## Stated task
Quote the lines below exactly, from the one that holds "If you could point to the fence" through the final line of the records, and only those.

(Photo object pointing records)
————
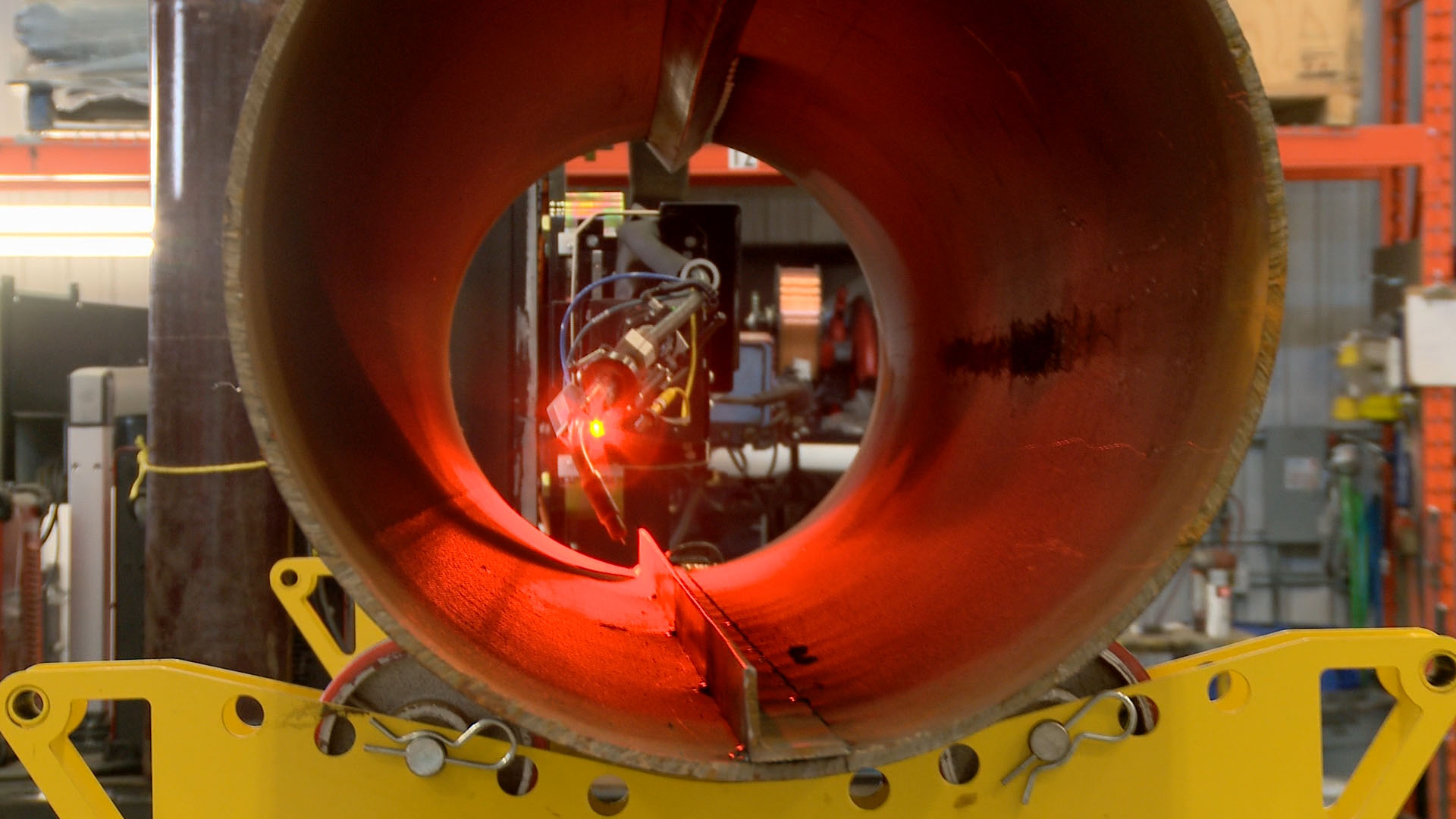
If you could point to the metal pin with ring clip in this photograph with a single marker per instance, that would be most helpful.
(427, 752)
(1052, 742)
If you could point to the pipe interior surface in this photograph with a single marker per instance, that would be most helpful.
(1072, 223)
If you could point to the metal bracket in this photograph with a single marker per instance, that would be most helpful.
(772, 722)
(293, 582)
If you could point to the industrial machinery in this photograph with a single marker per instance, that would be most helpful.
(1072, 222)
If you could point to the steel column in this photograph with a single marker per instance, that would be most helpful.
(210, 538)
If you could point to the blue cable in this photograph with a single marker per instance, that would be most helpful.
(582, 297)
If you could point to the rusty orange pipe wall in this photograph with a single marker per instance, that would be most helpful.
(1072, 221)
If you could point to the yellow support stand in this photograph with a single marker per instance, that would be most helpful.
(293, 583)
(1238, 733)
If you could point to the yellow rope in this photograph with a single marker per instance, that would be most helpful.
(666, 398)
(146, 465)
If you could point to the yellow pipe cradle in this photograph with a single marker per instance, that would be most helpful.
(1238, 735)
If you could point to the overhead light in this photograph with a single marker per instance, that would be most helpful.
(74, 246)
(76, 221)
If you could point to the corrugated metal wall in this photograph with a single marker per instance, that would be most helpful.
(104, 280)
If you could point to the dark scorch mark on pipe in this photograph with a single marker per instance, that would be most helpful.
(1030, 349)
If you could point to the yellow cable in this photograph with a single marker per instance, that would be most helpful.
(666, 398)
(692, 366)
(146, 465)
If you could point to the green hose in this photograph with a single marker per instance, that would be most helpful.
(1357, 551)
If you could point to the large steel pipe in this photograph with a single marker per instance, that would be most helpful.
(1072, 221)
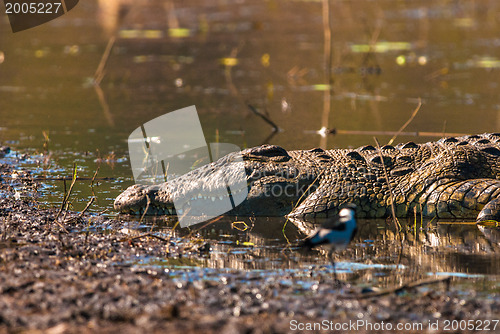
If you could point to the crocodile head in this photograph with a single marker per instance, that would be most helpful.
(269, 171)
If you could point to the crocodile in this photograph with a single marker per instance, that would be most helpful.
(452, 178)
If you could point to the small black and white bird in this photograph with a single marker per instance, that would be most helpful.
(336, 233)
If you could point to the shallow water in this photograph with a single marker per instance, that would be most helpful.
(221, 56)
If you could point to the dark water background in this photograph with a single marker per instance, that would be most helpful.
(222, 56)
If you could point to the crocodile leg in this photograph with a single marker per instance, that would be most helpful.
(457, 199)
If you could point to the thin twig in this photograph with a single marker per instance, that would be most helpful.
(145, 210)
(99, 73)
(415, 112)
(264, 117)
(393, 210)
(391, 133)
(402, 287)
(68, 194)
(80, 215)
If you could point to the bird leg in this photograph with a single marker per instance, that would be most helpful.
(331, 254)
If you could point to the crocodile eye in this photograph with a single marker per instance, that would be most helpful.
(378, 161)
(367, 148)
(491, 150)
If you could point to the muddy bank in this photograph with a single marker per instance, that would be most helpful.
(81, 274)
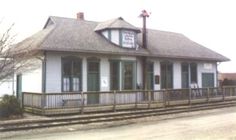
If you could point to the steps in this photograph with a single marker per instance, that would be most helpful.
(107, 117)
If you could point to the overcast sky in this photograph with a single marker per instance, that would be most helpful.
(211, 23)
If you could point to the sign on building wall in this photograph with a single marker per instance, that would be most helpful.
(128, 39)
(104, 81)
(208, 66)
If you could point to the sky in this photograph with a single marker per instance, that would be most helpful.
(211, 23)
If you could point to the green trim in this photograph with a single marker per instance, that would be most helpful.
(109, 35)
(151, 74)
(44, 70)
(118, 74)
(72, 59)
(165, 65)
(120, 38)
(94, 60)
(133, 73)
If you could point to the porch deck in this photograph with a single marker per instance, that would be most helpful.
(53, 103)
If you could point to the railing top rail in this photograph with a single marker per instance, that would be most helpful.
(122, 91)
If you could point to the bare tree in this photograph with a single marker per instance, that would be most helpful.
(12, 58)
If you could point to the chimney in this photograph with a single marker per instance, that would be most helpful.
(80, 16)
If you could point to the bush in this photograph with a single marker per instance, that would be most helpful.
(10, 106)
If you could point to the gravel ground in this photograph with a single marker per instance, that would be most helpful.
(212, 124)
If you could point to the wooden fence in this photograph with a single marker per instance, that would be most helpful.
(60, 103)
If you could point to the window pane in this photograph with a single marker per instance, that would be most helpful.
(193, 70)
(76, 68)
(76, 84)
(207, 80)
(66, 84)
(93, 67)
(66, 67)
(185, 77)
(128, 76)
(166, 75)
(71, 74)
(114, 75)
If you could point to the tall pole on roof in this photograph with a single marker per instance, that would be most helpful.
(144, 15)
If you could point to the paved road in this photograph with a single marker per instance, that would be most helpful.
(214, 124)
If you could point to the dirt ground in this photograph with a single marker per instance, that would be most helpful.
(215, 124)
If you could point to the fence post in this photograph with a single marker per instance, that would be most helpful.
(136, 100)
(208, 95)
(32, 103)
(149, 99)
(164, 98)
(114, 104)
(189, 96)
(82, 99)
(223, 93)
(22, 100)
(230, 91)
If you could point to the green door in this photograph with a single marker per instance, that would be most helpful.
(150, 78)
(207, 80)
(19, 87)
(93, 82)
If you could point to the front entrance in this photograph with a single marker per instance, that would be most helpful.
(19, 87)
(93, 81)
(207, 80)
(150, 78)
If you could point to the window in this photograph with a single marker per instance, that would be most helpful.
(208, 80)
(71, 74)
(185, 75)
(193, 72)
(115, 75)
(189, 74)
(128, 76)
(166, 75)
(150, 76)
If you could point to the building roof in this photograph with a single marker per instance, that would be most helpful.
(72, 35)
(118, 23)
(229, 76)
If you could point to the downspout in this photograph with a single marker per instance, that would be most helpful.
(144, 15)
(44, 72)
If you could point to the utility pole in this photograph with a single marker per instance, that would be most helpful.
————
## Exercise response
If you could point to the fence post in this photograph with a single marker per instance, that would be most helpful.
(136, 100)
(208, 95)
(32, 103)
(149, 99)
(164, 98)
(114, 104)
(189, 96)
(82, 99)
(223, 93)
(22, 100)
(230, 91)
If you could point to the green door in this photograph with a single marker per instance, that would be most helpful.
(150, 78)
(207, 80)
(19, 87)
(93, 82)
If you could point to the front entrance in this photograph with a single marker per instance, that would be most helpful.
(19, 87)
(93, 81)
(207, 80)
(150, 78)
If you could point to the window in this photograph with a single marker per instance, that would be most helpful.
(208, 80)
(71, 74)
(185, 75)
(193, 72)
(115, 75)
(189, 74)
(128, 76)
(166, 75)
(150, 76)
If you could point to the building roof in this photograph with a single marker per instance, that would be most helpful.
(72, 35)
(118, 23)
(229, 76)
If you could point to the downspout in this photograph with a single marker per instance, that would be most helpful.
(144, 15)
(44, 72)
If you could point to the utility pole in this photograph with a single marker per instance, that would be most helpful.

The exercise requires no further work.